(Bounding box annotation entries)
— START —

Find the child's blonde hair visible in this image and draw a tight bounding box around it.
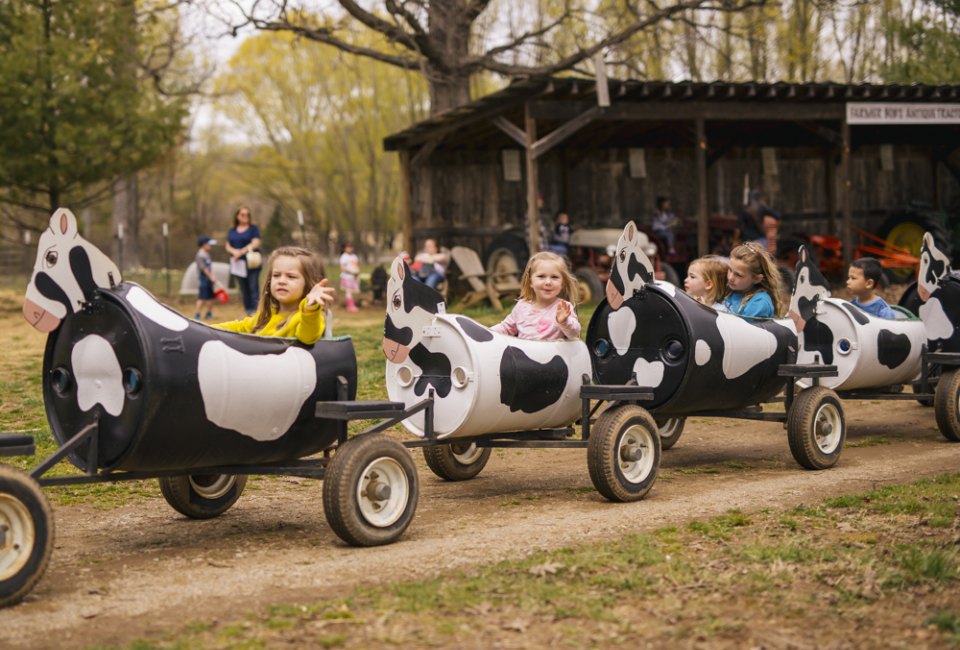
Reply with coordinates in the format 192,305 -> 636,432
690,255 -> 730,305
730,242 -> 786,316
520,251 -> 580,307
253,246 -> 327,332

— END —

• [WORK TO BE COMPLETED]
Format the lines above as a two-column CSV with the headers input and output, one row for each text and its answer. Quote every field, turn line breaks into spaces, and leave out the picture.

• [CORRECT RESPONSE]
input,output
"Find the child's blonde hair visible in this image and draw a tight bounding box around it. Reply with coordinates in the format 192,305 -> 636,432","690,255 -> 730,305 730,242 -> 786,316 520,251 -> 580,307 253,246 -> 327,332"